(Job) Count the lines in the data below that include the word "ground", and reply with only that number.

━━━ Extracted records ━━━

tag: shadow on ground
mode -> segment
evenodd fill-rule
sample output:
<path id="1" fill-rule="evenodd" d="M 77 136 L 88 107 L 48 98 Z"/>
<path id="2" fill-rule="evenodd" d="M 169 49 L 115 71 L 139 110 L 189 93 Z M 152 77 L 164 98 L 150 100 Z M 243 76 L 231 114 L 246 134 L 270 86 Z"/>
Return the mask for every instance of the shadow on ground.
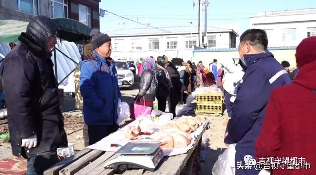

━━━

(Expected output) 2